(Stored entries)
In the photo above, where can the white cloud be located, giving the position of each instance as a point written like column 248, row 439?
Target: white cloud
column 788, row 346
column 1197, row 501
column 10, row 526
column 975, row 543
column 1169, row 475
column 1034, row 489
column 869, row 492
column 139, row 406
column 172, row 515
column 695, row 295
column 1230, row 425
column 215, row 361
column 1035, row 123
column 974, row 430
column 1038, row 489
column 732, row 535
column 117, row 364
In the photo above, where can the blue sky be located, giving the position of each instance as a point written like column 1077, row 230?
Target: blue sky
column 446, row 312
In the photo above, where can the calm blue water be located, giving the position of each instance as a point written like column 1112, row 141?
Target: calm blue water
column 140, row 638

### Work required
The answer is a single number, the count of lines in the records that contain the string "position".

### Answer section
3